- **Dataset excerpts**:
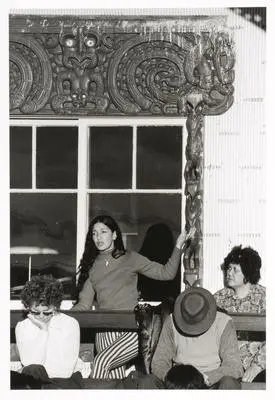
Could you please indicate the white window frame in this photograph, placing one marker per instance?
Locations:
(83, 125)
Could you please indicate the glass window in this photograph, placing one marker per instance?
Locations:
(150, 224)
(135, 212)
(159, 157)
(20, 157)
(111, 157)
(57, 157)
(43, 238)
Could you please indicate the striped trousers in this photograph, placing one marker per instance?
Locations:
(114, 350)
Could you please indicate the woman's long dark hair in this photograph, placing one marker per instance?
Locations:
(90, 251)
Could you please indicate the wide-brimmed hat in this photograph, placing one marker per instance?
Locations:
(194, 311)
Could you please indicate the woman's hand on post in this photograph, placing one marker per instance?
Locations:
(183, 237)
(251, 373)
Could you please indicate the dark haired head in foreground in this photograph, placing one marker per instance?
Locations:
(184, 377)
(42, 290)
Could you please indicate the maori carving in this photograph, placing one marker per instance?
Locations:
(20, 79)
(82, 68)
(193, 189)
(78, 82)
(30, 74)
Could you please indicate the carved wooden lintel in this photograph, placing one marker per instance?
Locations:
(102, 66)
(81, 67)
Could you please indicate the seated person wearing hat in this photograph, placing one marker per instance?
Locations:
(199, 335)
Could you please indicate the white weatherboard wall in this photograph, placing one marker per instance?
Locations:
(235, 160)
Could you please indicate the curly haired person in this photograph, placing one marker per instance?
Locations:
(48, 341)
(243, 294)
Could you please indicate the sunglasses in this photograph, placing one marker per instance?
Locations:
(45, 313)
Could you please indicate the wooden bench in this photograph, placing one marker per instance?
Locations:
(252, 323)
(125, 320)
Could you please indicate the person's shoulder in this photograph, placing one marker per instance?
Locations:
(23, 324)
(259, 289)
(67, 319)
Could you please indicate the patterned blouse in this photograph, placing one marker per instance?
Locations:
(252, 352)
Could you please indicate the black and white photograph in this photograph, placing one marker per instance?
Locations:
(137, 202)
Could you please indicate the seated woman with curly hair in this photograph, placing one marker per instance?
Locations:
(48, 341)
(243, 294)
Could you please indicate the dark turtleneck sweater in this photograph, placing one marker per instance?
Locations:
(114, 280)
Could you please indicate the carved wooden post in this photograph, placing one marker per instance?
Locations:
(194, 190)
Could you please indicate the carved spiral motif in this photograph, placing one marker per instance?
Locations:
(146, 75)
(32, 63)
(21, 79)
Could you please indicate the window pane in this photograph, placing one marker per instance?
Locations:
(57, 157)
(43, 227)
(136, 214)
(159, 157)
(111, 157)
(20, 157)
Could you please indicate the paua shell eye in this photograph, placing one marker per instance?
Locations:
(69, 42)
(90, 41)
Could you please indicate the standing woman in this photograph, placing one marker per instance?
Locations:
(110, 272)
(243, 293)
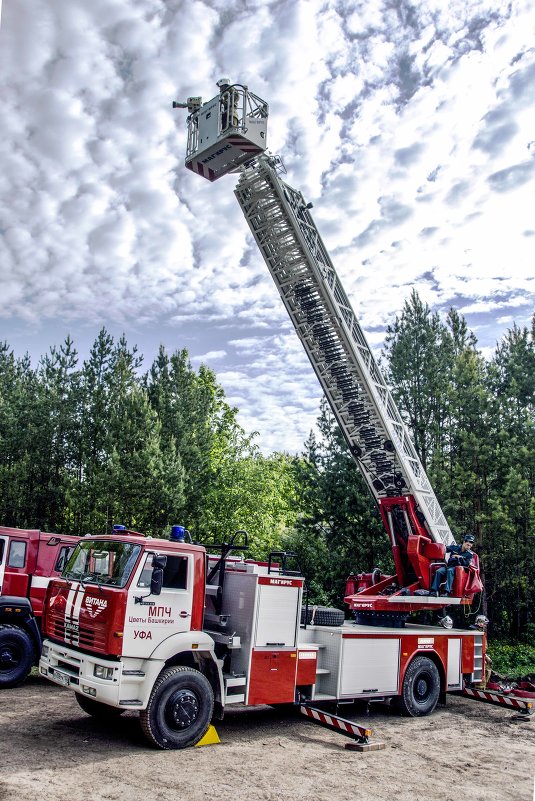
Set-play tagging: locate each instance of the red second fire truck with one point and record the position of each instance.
(161, 627)
(28, 560)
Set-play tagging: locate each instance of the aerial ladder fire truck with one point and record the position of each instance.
(179, 634)
(29, 559)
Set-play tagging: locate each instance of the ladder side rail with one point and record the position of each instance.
(334, 341)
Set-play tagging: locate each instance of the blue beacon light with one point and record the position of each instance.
(177, 533)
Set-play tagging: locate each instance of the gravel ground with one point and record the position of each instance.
(466, 751)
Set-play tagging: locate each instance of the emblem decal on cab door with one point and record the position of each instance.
(95, 606)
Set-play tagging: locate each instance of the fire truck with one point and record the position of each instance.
(28, 560)
(166, 628)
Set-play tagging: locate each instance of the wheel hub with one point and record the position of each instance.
(181, 709)
(7, 658)
(421, 688)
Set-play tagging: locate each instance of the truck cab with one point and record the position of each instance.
(29, 558)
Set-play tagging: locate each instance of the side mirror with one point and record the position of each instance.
(156, 581)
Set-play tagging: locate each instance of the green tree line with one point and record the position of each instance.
(87, 445)
(84, 445)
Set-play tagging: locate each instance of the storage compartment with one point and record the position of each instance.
(272, 679)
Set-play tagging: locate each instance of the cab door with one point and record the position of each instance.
(151, 619)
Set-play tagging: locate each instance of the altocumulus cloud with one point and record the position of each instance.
(407, 125)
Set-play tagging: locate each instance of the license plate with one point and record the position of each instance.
(61, 678)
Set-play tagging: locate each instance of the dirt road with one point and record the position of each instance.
(51, 751)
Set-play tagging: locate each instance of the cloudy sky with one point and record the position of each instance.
(409, 125)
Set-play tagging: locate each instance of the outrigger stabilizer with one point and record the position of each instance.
(359, 734)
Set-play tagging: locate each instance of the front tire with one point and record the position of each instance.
(17, 655)
(421, 688)
(96, 709)
(180, 708)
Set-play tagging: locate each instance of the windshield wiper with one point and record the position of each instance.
(91, 578)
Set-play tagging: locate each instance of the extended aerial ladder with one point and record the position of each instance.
(228, 134)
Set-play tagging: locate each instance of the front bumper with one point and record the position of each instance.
(128, 686)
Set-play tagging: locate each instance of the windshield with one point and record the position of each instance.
(102, 562)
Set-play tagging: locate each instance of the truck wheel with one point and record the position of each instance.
(17, 655)
(421, 688)
(179, 710)
(322, 616)
(97, 709)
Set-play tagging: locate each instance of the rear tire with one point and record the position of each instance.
(180, 708)
(97, 709)
(421, 688)
(17, 655)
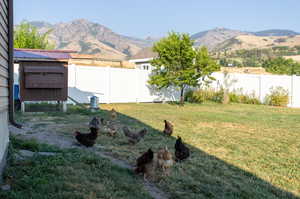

- **Exercise details**: Only lines containing the string "carved" belong in the answer; find them in the data above and copy them.

- **Expected answer**:
Could you please indicate the carved wooden lintel in this photograph, placing one marker per instance?
Could you please indicate the carved wooden post in this photograph, placing one marker per instance?
Could you please indicate the carved spiral motif in this photograph, placing one marker per instance?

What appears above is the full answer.